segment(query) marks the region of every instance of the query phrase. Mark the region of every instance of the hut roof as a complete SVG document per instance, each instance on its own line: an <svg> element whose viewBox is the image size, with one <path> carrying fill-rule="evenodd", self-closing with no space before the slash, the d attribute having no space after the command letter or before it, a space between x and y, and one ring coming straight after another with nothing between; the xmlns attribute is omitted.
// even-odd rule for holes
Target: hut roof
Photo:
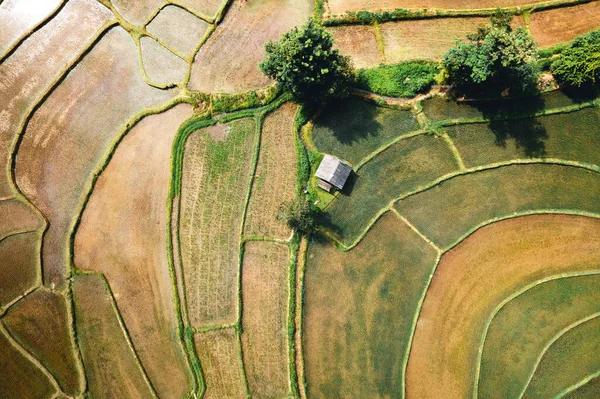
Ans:
<svg viewBox="0 0 600 399"><path fill-rule="evenodd" d="M352 172L350 166L332 155L325 155L315 175L341 190L344 188L350 172Z"/></svg>

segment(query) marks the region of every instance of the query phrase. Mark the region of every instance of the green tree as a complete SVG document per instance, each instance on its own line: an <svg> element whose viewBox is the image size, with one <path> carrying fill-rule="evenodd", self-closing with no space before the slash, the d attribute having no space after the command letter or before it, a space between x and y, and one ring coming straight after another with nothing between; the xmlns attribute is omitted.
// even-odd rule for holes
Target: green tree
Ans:
<svg viewBox="0 0 600 399"><path fill-rule="evenodd" d="M537 46L522 27L513 30L512 16L500 10L491 24L458 41L442 61L450 82L463 91L511 89L534 91L539 71L536 66Z"/></svg>
<svg viewBox="0 0 600 399"><path fill-rule="evenodd" d="M333 38L314 20L265 46L260 70L275 79L300 103L323 103L348 95L354 70L347 57L333 49Z"/></svg>
<svg viewBox="0 0 600 399"><path fill-rule="evenodd" d="M600 30L575 39L552 63L550 72L569 86L600 80Z"/></svg>
<svg viewBox="0 0 600 399"><path fill-rule="evenodd" d="M277 220L286 223L294 231L310 235L318 225L321 210L304 198L296 198L279 206Z"/></svg>

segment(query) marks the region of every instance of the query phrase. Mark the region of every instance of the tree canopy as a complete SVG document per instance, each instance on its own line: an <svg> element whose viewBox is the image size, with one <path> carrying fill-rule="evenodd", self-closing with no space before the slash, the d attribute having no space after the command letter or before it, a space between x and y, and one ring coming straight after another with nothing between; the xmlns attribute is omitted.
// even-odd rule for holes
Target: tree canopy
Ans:
<svg viewBox="0 0 600 399"><path fill-rule="evenodd" d="M537 45L522 27L512 29L512 16L498 11L491 24L458 41L444 55L449 80L463 91L511 89L533 91L537 85Z"/></svg>
<svg viewBox="0 0 600 399"><path fill-rule="evenodd" d="M320 214L320 209L312 202L296 198L280 205L277 220L300 234L309 235L316 230Z"/></svg>
<svg viewBox="0 0 600 399"><path fill-rule="evenodd" d="M260 70L296 102L318 104L349 92L354 77L350 60L333 49L331 34L312 19L267 43L265 52Z"/></svg>
<svg viewBox="0 0 600 399"><path fill-rule="evenodd" d="M552 63L550 71L569 86L595 83L600 79L600 30L575 39Z"/></svg>

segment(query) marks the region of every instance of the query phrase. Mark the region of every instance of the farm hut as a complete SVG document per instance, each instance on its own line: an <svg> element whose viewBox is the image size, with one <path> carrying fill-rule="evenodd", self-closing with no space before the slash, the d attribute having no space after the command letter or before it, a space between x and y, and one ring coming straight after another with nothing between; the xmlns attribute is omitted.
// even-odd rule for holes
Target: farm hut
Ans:
<svg viewBox="0 0 600 399"><path fill-rule="evenodd" d="M319 178L318 186L329 192L332 186L338 190L343 189L351 172L349 165L332 155L325 155L315 176Z"/></svg>

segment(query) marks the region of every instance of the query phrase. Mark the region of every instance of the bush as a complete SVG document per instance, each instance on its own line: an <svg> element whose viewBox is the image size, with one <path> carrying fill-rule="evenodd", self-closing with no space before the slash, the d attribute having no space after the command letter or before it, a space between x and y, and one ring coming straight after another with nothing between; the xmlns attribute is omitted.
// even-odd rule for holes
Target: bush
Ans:
<svg viewBox="0 0 600 399"><path fill-rule="evenodd" d="M580 87L600 79L600 30L576 38L550 66L556 79Z"/></svg>
<svg viewBox="0 0 600 399"><path fill-rule="evenodd" d="M313 202L296 198L280 205L277 220L285 222L295 232L310 235L317 228L321 210Z"/></svg>
<svg viewBox="0 0 600 399"><path fill-rule="evenodd" d="M391 97L414 97L435 83L438 64L433 61L408 61L358 71L358 87Z"/></svg>

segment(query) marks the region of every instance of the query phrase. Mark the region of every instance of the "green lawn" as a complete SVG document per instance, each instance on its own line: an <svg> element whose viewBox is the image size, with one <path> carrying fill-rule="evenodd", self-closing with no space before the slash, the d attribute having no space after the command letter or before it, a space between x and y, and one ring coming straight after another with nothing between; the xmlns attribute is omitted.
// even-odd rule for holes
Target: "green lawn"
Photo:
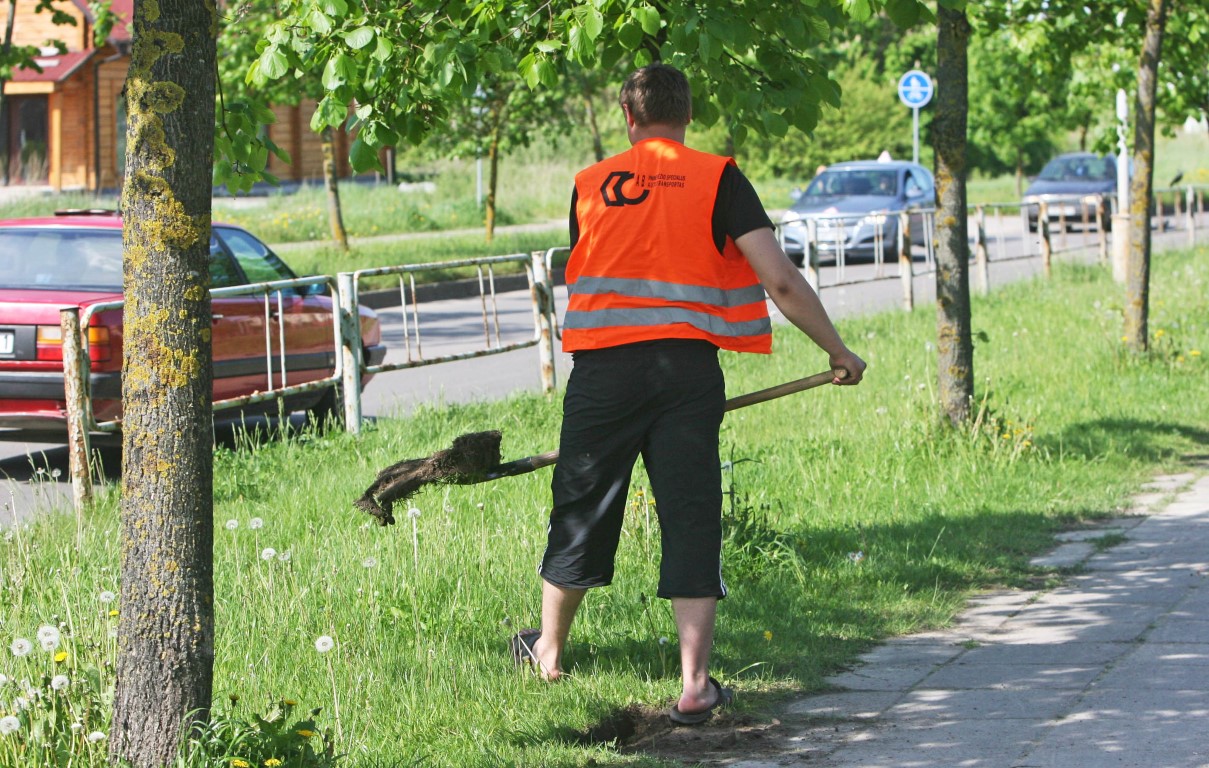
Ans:
<svg viewBox="0 0 1209 768"><path fill-rule="evenodd" d="M1204 248L1155 256L1154 350L1142 357L1123 349L1123 291L1100 268L1060 264L1048 282L975 298L978 417L960 430L936 413L930 308L842 323L870 363L860 387L730 414L731 595L714 672L737 690L738 716L772 717L878 640L943 625L972 592L1046 583L1056 574L1028 559L1055 532L1119 514L1141 483L1203 454L1206 259ZM826 367L786 328L776 347L726 355L729 392ZM431 488L389 529L352 507L377 470L459 434L500 429L505 458L518 458L556 447L558 423L557 398L523 394L384 419L359 438L248 437L218 450L215 743L225 746L188 764L262 765L309 743L317 757L285 764L324 765L329 738L342 764L371 768L660 765L582 737L619 712L657 716L678 690L671 613L653 598L657 500L641 472L618 579L589 596L570 679L555 686L506 651L538 617L549 470ZM0 766L44 764L42 744L70 756L61 765L104 765L104 743L83 734L109 728L117 507L103 496L78 548L59 516L0 541L0 637L33 645L0 655L0 708L14 709L21 681L41 692L17 712L17 733L0 737ZM61 628L61 661L38 647L43 625ZM62 691L56 675L70 680ZM259 732L240 725L273 712Z"/></svg>

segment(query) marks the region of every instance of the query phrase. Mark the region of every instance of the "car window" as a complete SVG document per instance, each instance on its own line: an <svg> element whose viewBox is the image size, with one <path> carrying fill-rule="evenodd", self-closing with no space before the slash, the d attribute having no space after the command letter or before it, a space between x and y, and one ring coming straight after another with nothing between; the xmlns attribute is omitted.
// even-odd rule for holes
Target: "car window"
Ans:
<svg viewBox="0 0 1209 768"><path fill-rule="evenodd" d="M903 184L907 191L907 197L921 197L924 193L924 186L915 178L915 174L907 171L907 180Z"/></svg>
<svg viewBox="0 0 1209 768"><path fill-rule="evenodd" d="M239 268L250 283L292 280L295 275L277 254L247 232L227 227L215 227L218 237L231 251Z"/></svg>
<svg viewBox="0 0 1209 768"><path fill-rule="evenodd" d="M854 168L823 171L810 182L798 201L803 206L811 206L820 197L894 197L897 194L898 180L893 170Z"/></svg>
<svg viewBox="0 0 1209 768"><path fill-rule="evenodd" d="M243 275L231 260L230 254L219 244L218 238L210 234L210 287L226 288L241 285Z"/></svg>
<svg viewBox="0 0 1209 768"><path fill-rule="evenodd" d="M0 278L6 288L122 290L118 229L0 229Z"/></svg>
<svg viewBox="0 0 1209 768"><path fill-rule="evenodd" d="M1045 164L1038 178L1044 181L1112 181L1116 179L1116 165L1108 157L1055 157Z"/></svg>

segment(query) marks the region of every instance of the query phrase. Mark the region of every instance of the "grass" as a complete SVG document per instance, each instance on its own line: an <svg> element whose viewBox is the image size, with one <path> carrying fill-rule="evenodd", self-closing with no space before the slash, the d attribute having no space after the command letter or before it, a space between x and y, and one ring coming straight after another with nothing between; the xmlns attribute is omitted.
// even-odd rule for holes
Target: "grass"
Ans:
<svg viewBox="0 0 1209 768"><path fill-rule="evenodd" d="M922 309L842 323L870 362L860 387L730 414L731 595L720 606L714 672L737 689L740 713L770 717L879 639L943 625L974 591L1052 576L1028 560L1056 532L1118 514L1156 472L1203 455L1207 257L1204 248L1156 255L1154 350L1143 357L1123 349L1123 291L1102 269L1060 264L1049 281L975 298L986 340L975 358L977 419L960 430L937 420L935 321ZM826 365L784 328L776 346L767 358L725 355L728 391ZM511 633L537 621L548 470L430 489L390 529L351 506L378 469L466 432L502 430L506 458L548 450L559 418L556 399L517 394L384 419L360 438L246 436L218 450L220 724L275 711L271 727L314 726L285 728L288 738L314 730L316 754L331 739L341 764L369 768L661 765L582 738L621 710L665 706L678 690L672 616L652 597L657 500L641 472L617 582L585 602L571 678L557 686L513 668L505 650ZM117 508L110 492L78 548L64 517L0 542L4 642L57 625L67 654L56 663L37 643L26 656L0 654L0 707L19 695L16 681L42 691L19 713L18 734L0 738L0 766L31 764L31 719L61 730L78 720L61 737L71 765L104 764L104 750L82 734L108 730L116 623L102 598L119 592ZM316 648L321 637L334 641L327 653ZM72 681L61 692L49 688L57 674ZM271 754L253 750L269 747L252 742L211 764L263 764ZM298 760L287 765L328 764Z"/></svg>

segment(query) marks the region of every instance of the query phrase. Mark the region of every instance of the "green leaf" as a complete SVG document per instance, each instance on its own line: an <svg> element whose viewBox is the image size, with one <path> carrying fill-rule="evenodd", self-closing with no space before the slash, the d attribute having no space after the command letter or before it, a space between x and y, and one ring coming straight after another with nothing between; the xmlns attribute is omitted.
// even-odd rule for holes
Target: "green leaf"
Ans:
<svg viewBox="0 0 1209 768"><path fill-rule="evenodd" d="M359 51L372 43L377 36L377 30L373 27L357 27L344 33L344 42L348 43L349 48Z"/></svg>
<svg viewBox="0 0 1209 768"><path fill-rule="evenodd" d="M318 8L311 9L311 12L307 14L306 24L321 37L332 31L331 18Z"/></svg>
<svg viewBox="0 0 1209 768"><path fill-rule="evenodd" d="M352 62L349 57L343 53L338 53L328 59L327 64L323 67L323 87L334 91L347 83L349 81L347 73L351 66Z"/></svg>
<svg viewBox="0 0 1209 768"><path fill-rule="evenodd" d="M779 139L789 133L789 121L776 112L765 112L763 122L769 136Z"/></svg>
<svg viewBox="0 0 1209 768"><path fill-rule="evenodd" d="M844 0L844 13L856 21L867 21L873 15L869 0Z"/></svg>
<svg viewBox="0 0 1209 768"><path fill-rule="evenodd" d="M381 170L382 163L378 160L378 151L366 144L358 136L348 149L348 162L357 173Z"/></svg>
<svg viewBox="0 0 1209 768"><path fill-rule="evenodd" d="M375 61L386 61L395 49L394 43L386 35L378 35L377 43L371 56L373 56Z"/></svg>
<svg viewBox="0 0 1209 768"><path fill-rule="evenodd" d="M642 25L642 31L648 35L654 35L659 32L659 28L663 26L659 18L658 9L652 8L649 5L642 5L630 11L630 15L634 20Z"/></svg>
<svg viewBox="0 0 1209 768"><path fill-rule="evenodd" d="M329 93L315 105L315 112L311 115L311 130L318 133L324 128L338 128L347 114L348 105Z"/></svg>
<svg viewBox="0 0 1209 768"><path fill-rule="evenodd" d="M596 41L582 27L571 27L571 55L576 61L590 61L596 53Z"/></svg>
<svg viewBox="0 0 1209 768"><path fill-rule="evenodd" d="M278 80L289 71L290 61L286 57L285 52L275 45L270 45L264 49L264 53L260 54L257 59L260 63L260 76L264 81L259 83L263 85L270 80Z"/></svg>
<svg viewBox="0 0 1209 768"><path fill-rule="evenodd" d="M617 40L627 51L636 50L642 45L642 27L627 21L617 30Z"/></svg>
<svg viewBox="0 0 1209 768"><path fill-rule="evenodd" d="M913 27L920 18L917 0L886 0L886 15L900 29Z"/></svg>
<svg viewBox="0 0 1209 768"><path fill-rule="evenodd" d="M580 27L589 40L595 40L604 31L604 16L595 8L581 5L575 8L572 15L575 19L572 29Z"/></svg>
<svg viewBox="0 0 1209 768"><path fill-rule="evenodd" d="M344 0L320 0L319 7L328 16L343 18L348 13L348 3Z"/></svg>
<svg viewBox="0 0 1209 768"><path fill-rule="evenodd" d="M524 78L525 85L528 85L530 90L537 88L541 81L541 73L538 71L535 54L530 53L521 59L520 64L517 65L517 71L520 72L520 76Z"/></svg>

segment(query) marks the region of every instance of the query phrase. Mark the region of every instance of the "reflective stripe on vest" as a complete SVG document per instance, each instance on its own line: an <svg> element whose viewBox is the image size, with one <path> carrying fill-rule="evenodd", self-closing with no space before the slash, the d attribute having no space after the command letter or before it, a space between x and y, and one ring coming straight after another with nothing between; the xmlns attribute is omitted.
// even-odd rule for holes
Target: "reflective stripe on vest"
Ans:
<svg viewBox="0 0 1209 768"><path fill-rule="evenodd" d="M749 285L746 288L710 288L705 285L683 285L658 280L627 280L616 277L581 277L575 282L575 293L616 293L668 301L689 301L695 304L710 304L715 307L741 307L764 301L764 288Z"/></svg>

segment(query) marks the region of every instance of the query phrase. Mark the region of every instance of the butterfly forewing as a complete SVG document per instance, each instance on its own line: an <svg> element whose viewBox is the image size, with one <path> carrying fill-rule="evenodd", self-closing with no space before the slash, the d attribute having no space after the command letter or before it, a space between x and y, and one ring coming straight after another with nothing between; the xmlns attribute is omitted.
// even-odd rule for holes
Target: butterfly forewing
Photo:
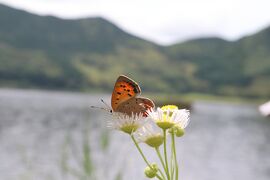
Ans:
<svg viewBox="0 0 270 180"><path fill-rule="evenodd" d="M113 111L117 111L121 104L140 93L141 89L135 81L124 75L119 76L112 93L111 106Z"/></svg>

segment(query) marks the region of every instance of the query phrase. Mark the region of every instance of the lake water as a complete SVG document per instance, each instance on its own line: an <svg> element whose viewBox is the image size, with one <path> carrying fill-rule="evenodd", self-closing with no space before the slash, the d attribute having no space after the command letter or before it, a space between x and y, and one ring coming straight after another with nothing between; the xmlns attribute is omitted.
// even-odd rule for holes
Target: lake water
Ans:
<svg viewBox="0 0 270 180"><path fill-rule="evenodd" d="M1 89L0 179L87 179L87 172L98 180L146 179L130 138L106 128L109 114L90 109L102 106L100 98L110 102L104 94ZM256 106L196 102L177 139L180 179L269 180L269 142L270 119Z"/></svg>

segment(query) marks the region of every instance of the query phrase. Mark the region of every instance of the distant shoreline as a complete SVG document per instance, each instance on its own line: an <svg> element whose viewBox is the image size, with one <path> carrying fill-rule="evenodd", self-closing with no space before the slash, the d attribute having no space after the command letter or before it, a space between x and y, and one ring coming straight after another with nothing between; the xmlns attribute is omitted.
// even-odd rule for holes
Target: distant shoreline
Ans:
<svg viewBox="0 0 270 180"><path fill-rule="evenodd" d="M11 88L11 87L0 87L1 92L16 91L20 93L52 93L52 94L70 94L70 95L100 95L102 98L110 96L110 92L107 91L72 91L72 90L55 90L55 89L37 89L37 88ZM142 92L141 96L149 97L154 101L158 102L184 102L192 103L195 101L205 102L227 102L234 104L261 104L266 102L268 99L251 99L237 96L218 96L212 94L203 93L150 93Z"/></svg>

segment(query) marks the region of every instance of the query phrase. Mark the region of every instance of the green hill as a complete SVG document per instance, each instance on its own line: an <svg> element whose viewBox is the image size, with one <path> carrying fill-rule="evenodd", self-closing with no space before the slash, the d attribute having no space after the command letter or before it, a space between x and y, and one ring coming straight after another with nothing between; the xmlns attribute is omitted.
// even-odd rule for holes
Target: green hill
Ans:
<svg viewBox="0 0 270 180"><path fill-rule="evenodd" d="M196 64L206 92L269 97L270 28L235 42L196 39L166 49L170 59Z"/></svg>
<svg viewBox="0 0 270 180"><path fill-rule="evenodd" d="M65 20L0 5L0 86L111 90L119 74L144 91L270 97L270 28L235 42L160 46L100 18Z"/></svg>

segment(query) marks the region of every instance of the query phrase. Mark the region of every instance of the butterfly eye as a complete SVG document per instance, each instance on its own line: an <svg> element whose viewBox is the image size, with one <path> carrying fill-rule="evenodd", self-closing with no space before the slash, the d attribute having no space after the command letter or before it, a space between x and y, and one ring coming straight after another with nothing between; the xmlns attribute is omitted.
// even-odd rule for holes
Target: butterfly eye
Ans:
<svg viewBox="0 0 270 180"><path fill-rule="evenodd" d="M110 110L110 113L112 113L112 110Z"/></svg>

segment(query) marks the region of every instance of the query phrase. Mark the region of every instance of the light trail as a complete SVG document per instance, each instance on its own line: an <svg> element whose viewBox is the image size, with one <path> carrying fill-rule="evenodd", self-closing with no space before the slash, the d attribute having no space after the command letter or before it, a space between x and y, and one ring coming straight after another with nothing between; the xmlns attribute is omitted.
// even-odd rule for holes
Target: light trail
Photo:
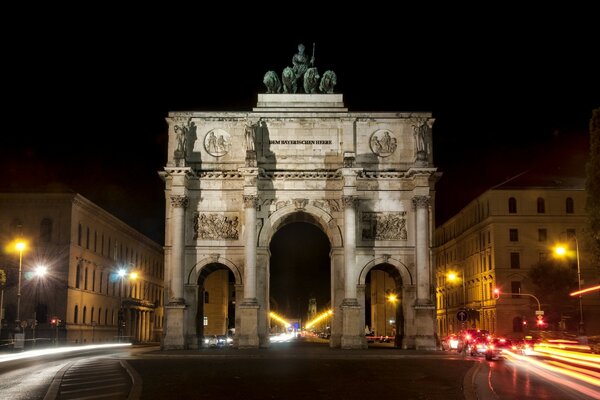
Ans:
<svg viewBox="0 0 600 400"><path fill-rule="evenodd" d="M0 356L0 363L14 360L22 360L25 358L35 358L46 356L49 354L61 354L61 353L71 353L73 351L80 350L99 350L99 349L110 349L113 347L125 347L131 346L131 343L113 343L113 344L94 344L89 346L75 346L75 347L57 347L53 349L43 349L43 350L30 350L24 351L18 354L7 354Z"/></svg>
<svg viewBox="0 0 600 400"><path fill-rule="evenodd" d="M315 318L308 321L308 323L306 324L306 329L312 328L314 325L323 321L325 318L331 317L332 315L333 315L333 310L327 310L327 311L317 315Z"/></svg>
<svg viewBox="0 0 600 400"><path fill-rule="evenodd" d="M285 318L277 315L276 313L274 313L273 311L271 311L269 313L269 316L274 319L275 321L279 322L281 325L283 325L284 327L288 328L290 326L292 326L292 324L290 324Z"/></svg>
<svg viewBox="0 0 600 400"><path fill-rule="evenodd" d="M513 360L522 361L522 363L520 363L519 365L521 365L523 368L529 369L530 371L535 372L536 374L546 378L549 381L564 385L573 390L577 390L593 399L600 400L600 392L597 389L592 389L587 386L583 386L577 382L568 379L563 379L561 378L561 376L557 376L555 374L565 375L567 377L571 377L573 379L588 383L596 387L600 387L600 379L596 379L592 376L582 374L576 371L567 370L562 367L557 367L555 365L550 365L549 363L535 360L532 357L520 356L511 351L505 350L503 354L506 354L509 358ZM552 372L554 372L555 374L552 374Z"/></svg>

|---|

Exercise requirements: Find each line in the listing above that contains "stripe", and copy that line.

Answer for the task:
segment(query) marks the region of every instance of the query phrase. Mark the region of every instance of the "reflective stripe on vest" as a complete SVG document per instance, each instance on its own line: an <svg> element whose viewBox is the image size, with one <path> carrying fill-rule="evenodd", self-closing with no space before the slash, the d attribute having no space after the command letter or before it, a space between x and y, and one ring coming straight after another with nothing between; the xmlns attribute is omitted.
Target: "reflective stripe on vest"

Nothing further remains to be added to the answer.